## WHAT YOU HAVE TO DO
The response must match the data below exactly, line for line.

Recorded data
═══
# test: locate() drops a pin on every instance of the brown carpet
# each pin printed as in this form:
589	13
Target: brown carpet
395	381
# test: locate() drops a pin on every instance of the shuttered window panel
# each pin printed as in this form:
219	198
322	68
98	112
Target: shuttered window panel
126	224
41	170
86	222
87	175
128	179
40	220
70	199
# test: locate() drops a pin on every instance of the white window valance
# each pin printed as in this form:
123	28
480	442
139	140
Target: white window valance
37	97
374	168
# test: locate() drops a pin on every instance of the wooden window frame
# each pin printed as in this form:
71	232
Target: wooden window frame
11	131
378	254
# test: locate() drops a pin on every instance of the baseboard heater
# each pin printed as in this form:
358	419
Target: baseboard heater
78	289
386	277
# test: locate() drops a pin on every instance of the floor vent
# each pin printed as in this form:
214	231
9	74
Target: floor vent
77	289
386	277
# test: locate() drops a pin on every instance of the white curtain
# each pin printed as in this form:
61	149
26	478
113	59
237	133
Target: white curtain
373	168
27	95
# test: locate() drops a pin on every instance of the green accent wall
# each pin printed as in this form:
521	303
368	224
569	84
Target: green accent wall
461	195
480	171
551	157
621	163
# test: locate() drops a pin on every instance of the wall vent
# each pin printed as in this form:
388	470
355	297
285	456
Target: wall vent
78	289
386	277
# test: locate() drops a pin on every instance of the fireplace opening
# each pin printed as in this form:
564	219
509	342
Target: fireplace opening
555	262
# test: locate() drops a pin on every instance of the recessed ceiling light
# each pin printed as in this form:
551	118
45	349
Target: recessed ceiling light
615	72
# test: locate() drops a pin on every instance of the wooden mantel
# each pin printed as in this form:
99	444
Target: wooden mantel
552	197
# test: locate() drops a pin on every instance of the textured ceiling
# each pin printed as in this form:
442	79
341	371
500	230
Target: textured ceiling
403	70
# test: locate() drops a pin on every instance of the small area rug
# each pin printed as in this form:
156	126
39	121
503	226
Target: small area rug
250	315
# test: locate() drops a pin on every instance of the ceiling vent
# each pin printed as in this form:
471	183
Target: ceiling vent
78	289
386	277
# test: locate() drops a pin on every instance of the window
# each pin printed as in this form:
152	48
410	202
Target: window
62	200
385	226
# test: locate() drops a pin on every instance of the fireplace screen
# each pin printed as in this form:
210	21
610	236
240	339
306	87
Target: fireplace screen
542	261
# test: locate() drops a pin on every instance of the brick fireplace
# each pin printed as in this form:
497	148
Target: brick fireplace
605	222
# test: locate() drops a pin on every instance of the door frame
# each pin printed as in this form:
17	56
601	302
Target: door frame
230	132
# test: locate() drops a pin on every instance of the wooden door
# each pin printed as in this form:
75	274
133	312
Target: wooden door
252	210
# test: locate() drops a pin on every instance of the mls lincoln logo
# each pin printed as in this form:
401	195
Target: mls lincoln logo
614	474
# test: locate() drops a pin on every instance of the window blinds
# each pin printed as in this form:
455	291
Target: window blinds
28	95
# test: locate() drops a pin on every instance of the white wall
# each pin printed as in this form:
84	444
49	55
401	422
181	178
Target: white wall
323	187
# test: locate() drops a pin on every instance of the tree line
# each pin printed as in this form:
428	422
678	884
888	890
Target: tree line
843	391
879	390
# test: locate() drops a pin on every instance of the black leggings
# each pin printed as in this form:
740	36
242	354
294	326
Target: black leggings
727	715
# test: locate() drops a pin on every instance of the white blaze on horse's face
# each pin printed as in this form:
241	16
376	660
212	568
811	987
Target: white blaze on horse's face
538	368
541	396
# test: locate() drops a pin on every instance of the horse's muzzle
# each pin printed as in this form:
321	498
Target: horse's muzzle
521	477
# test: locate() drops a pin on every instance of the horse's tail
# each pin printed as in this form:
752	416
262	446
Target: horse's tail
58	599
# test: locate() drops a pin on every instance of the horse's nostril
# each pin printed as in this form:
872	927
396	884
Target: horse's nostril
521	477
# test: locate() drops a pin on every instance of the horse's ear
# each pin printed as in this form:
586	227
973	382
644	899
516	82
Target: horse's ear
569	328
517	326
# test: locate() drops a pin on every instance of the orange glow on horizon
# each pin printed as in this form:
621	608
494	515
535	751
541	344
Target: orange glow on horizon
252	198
═══
## ANSWER SPACE
# test: locate() drops a pin on every instance of the brown carpet
# each pin printed as in this form:
589	13
Target: brown carpet
395	381
# test: locate() drops a pin on every instance of the shuttered window panel
# each pin printed as in this form:
219	198
322	68
98	112
Target: shuttered window panel
126	224
41	170
86	222
87	175
128	179
40	220
70	199
# test: locate() drops a pin on every instance of the white window valance
# each pin printed as in this form:
123	28
480	442
139	140
Target: white window valance
37	97
374	168
# test: locate() drops a pin on every instance of the wooden window frame
# each pin printed as in this form:
71	232
Target: wooden window frame
11	131
378	254
# test: locate() drops a pin on every instance of the baseboard heater
# each pin printed as in this form:
358	419
Target: baseboard heater
78	289
386	277
# test: locate() drops a pin on every instance of the floor vent
# each pin printed as in this form:
214	231
9	74
Target: floor vent
77	289
386	277
# test: locate() drops a pin on every instance of the white curtain
# each pin printed as in this form:
61	149
26	478
113	59
237	133
Target: white curtain
373	168
27	95
# test: locate() drops a pin on every instance of the green accent wall
# each pin printed as in this form:
521	303
368	224
569	84
Target: green accent wall
461	195
480	171
551	157
621	163
# test: locate() drops a pin on every instance of the wall vent
# each pin printed as in this form:
388	470
355	297
285	456
Target: wall vent
78	289
386	277
# test: locate() drops a pin on every instance of the fireplace opening
# each pin printed as in this form:
564	219
509	342
Target: fireplace opening
555	262
# test: locate() drops a pin on every instance of the recessed ceiling light
# each pin printed as in this form:
551	118
45	349
Target: recessed ceiling light
615	72
# test: locate() drops a pin on every instance of the wooden mantel
# each pin printed as in this form:
99	444
Target: wooden mantel
552	197
# test: locate() drops a pin on every instance of the textured ceiling
# each pin printed as in this form:
442	79
341	371
500	230
Target: textured ceiling
403	70
# test: locate() drops a pin on every instance of the small area rug
# each pin printed as in this form:
156	126
39	121
503	226
Target: small area rug
250	315
# test: locate() drops a pin on every instance of the ceiling vent
# each pin printed as in this form:
471	183
Target: ceiling vent
78	289
386	277
# test: locate() drops a pin on every instance of the window
# each pin printed as in this form:
152	48
410	202
Target: window
62	200
385	226
# test: locate() drops a pin on every instance of the fireplace screen
# each pin printed as in this form:
210	21
610	236
240	339
306	87
Target: fireplace screen
542	261
# test: locate() drops a pin on every instance of the brick fireplace
# each pin printed as in this form:
497	148
Target: brick fireplace
605	222
# test: locate() drops a pin on every instance of the door frame
# each pin printed as in this form:
17	56
601	302
Target: door frame
230	132
# test: locate() drops a pin on every instance of the wooden door
# each pin printed as in this form:
75	274
133	312
Target: wooden door
252	210
# test: locate() drops a pin on every instance of the mls lincoln logo
# each pin printed as in this form:
401	195
Target: mls lincoln logo
614	474
# test: locate() drops a pin on every instance of the window blinds
# each pin printed as in this form:
455	291
Target: window blinds
28	95
# test: locate() drops a pin on every instance of the white wall
# each pin printed as in this form:
84	444
49	55
401	422
181	178
Target: white wall
323	187
# test: locate() drops a pin on every instance of the tree line
# each pin printed as in this form:
428	422
678	884
888	890
Target: tree line
843	391
879	390
# test: locate() drops a pin on every instance of the black leggings
# each pin printed as in this form:
740	36
242	354
294	326
Target: black leggings
727	715
# test: locate() drops a pin on every instance of the white blaze on horse's face
# each pin printed as in this form:
241	16
376	660
212	568
811	987
Target: white blaze on horse's face
538	368
541	396
# test: locate() drops a pin on every instance of the horse's muzzle
# each pin printed as in this form:
321	498
Target: horse's muzzle
521	477
# test: locate() drops a pin on every instance of the horse's tail
# each pin printed as in this form:
752	416
262	446
Target: horse's tail
58	599
# test: locate() drops a pin on every instance of the horse's nostril
# each pin printed as in this form:
872	927
396	884
Target: horse's nostril
521	477
# test: locate() drops a pin on every instance of the horse's ear
# each pin printed as in this form:
586	227
973	382
644	899
516	82
Target: horse's ear
569	328
517	326
# test: locate() drops a pin on every instance of the orange glow on horizon
# each pin printed as in this form:
621	608
494	515
535	751
541	344
Target: orange glow on horizon
252	198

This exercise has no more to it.